### Excerpted data ###
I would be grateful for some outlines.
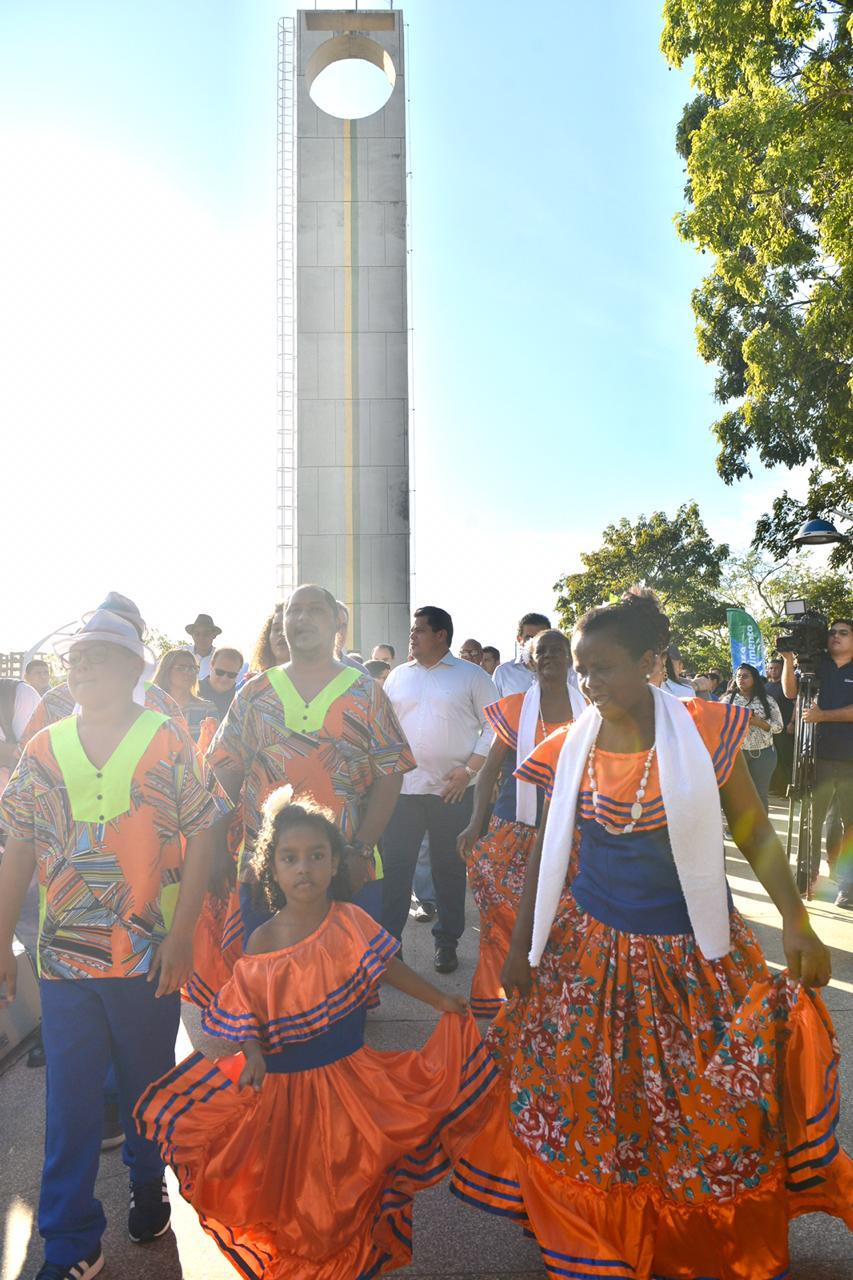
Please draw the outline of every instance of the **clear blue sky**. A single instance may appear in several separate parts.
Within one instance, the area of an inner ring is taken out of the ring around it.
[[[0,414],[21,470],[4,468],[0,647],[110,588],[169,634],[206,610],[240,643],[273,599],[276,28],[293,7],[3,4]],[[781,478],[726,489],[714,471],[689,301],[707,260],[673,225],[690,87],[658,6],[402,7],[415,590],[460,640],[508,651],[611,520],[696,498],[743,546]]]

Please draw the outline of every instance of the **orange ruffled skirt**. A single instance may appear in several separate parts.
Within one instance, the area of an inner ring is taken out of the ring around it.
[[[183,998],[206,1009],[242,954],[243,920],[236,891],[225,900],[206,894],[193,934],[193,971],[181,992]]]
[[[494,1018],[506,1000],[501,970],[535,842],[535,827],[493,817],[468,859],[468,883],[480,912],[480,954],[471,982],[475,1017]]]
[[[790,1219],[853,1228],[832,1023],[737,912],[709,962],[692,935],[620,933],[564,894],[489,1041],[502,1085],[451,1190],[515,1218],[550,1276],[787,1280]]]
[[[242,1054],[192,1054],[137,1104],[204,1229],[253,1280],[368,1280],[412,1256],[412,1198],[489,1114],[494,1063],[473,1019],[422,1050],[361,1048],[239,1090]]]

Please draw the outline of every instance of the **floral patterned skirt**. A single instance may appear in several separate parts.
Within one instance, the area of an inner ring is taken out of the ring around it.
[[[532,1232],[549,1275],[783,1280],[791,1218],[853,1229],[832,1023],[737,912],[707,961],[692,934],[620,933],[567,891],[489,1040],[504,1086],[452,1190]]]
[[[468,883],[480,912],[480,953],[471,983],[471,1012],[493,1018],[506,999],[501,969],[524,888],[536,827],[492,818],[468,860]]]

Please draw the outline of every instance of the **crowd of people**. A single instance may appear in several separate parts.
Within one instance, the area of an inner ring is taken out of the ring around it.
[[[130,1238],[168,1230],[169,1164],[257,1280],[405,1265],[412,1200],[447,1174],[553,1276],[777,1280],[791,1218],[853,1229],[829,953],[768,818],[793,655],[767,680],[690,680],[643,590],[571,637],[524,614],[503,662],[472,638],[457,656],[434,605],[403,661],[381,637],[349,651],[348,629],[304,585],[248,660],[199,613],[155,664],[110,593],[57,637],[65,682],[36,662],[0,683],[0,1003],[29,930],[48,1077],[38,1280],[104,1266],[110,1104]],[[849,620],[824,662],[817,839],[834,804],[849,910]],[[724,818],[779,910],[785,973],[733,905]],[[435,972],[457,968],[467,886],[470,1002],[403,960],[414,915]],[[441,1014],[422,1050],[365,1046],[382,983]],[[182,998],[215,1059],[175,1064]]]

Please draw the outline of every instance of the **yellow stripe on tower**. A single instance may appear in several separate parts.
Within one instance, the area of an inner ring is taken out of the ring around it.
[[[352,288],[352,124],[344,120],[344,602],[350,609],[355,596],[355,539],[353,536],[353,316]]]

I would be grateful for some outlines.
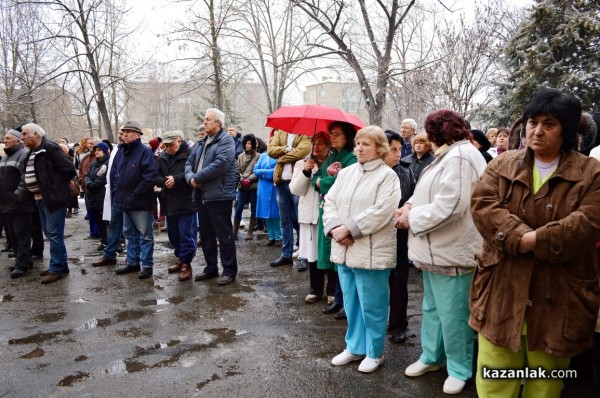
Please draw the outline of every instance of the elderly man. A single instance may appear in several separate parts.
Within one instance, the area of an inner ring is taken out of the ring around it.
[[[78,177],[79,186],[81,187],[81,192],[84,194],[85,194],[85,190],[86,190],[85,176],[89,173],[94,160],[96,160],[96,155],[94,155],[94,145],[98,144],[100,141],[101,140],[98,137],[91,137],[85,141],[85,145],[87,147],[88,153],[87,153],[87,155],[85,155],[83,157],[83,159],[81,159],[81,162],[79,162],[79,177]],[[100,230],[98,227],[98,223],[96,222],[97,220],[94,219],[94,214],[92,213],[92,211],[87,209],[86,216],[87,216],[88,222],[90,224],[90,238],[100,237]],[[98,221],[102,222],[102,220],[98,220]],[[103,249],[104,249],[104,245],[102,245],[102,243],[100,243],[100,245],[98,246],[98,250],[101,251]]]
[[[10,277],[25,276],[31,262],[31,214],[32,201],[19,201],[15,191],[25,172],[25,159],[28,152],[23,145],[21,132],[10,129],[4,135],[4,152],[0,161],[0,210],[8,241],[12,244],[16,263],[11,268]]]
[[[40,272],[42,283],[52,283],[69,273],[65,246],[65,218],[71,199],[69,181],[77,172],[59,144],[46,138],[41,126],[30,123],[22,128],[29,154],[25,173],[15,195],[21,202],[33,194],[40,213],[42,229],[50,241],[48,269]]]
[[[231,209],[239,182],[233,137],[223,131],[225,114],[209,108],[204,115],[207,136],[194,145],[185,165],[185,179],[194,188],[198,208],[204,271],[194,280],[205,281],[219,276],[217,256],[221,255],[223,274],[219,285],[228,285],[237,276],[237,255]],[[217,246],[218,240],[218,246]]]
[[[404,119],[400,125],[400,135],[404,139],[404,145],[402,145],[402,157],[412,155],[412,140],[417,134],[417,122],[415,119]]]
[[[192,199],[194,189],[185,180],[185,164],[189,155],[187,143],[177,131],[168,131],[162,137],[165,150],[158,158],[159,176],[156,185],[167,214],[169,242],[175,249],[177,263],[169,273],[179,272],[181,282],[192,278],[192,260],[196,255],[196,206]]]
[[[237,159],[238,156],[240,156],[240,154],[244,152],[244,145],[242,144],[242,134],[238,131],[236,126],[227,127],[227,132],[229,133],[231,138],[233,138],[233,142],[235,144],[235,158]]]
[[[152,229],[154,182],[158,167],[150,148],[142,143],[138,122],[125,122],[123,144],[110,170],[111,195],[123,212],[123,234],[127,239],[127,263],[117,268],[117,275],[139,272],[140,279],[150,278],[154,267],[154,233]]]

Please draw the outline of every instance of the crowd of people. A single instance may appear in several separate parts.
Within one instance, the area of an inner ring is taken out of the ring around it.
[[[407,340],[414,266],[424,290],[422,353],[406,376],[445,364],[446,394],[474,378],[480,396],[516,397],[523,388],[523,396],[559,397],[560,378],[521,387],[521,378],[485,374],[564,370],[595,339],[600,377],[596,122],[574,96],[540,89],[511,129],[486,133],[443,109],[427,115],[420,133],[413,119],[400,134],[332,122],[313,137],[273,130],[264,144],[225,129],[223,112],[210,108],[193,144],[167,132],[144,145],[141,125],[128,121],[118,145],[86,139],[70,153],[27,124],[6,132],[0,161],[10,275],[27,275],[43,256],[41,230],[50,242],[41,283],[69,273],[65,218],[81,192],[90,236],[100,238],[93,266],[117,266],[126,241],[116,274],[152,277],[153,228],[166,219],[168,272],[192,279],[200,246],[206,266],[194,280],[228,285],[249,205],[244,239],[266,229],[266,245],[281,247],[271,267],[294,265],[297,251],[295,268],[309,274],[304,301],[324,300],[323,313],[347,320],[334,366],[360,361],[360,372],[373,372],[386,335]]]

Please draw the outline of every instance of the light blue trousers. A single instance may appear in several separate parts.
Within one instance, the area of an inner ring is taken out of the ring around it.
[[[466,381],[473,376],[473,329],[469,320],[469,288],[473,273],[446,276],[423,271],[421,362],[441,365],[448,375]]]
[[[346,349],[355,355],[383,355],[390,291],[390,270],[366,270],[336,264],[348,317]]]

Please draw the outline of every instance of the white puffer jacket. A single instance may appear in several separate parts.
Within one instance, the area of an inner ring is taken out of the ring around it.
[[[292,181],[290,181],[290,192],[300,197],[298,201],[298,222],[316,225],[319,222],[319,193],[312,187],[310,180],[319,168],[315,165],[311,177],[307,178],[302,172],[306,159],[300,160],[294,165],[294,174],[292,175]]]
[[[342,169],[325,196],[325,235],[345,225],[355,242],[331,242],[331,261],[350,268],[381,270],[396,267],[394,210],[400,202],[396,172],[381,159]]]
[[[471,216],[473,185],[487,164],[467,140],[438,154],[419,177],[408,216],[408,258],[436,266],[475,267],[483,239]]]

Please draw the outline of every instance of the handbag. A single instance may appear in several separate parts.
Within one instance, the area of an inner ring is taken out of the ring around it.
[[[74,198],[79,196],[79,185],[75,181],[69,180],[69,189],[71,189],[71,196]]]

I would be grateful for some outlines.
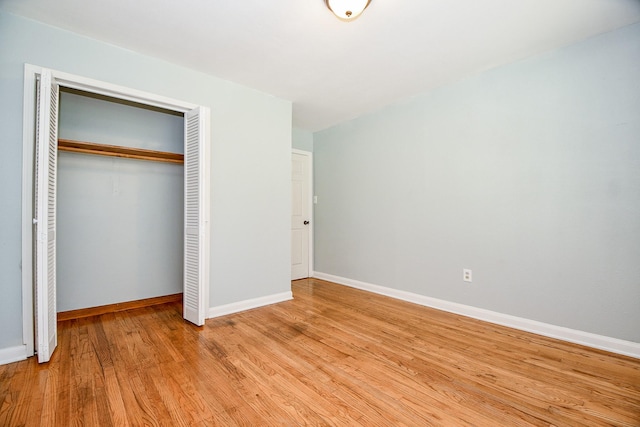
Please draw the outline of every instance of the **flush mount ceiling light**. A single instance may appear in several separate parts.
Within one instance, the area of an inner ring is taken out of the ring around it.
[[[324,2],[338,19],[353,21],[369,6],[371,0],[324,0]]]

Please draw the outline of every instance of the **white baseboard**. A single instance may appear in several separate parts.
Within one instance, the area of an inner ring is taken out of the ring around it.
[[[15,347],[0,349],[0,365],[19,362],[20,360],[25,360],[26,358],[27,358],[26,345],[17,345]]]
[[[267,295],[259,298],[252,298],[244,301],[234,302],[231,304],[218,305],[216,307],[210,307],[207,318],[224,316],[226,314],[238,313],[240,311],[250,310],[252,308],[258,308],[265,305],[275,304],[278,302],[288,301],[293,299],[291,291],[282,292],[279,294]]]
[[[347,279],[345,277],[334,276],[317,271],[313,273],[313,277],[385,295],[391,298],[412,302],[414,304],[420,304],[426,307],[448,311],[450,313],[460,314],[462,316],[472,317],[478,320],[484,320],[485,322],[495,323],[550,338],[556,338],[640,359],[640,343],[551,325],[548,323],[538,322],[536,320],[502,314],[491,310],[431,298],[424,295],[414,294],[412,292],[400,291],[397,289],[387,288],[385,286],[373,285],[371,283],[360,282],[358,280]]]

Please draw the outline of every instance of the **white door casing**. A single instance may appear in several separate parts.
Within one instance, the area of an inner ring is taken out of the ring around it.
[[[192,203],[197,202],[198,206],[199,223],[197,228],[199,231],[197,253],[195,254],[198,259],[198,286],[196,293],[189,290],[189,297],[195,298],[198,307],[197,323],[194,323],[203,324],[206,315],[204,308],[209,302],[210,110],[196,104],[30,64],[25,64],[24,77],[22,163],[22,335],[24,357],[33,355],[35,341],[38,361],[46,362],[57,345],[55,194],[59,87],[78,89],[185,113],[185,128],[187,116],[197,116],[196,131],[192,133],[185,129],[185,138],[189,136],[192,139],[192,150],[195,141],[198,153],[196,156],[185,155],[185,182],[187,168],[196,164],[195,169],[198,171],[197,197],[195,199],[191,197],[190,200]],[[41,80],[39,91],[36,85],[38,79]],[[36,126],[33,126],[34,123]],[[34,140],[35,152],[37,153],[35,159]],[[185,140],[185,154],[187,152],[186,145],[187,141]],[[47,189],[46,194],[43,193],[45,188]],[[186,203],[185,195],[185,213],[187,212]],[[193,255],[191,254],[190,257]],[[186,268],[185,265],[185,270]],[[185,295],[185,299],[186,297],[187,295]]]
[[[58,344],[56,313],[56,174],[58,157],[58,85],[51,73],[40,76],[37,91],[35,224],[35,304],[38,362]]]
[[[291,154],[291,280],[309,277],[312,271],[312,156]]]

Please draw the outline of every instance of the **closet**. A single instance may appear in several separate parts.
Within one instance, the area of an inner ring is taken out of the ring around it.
###
◆ **Required action**: Say how many lines in the records hold the string "white". Give no other words.

◆ **Answer space**: 3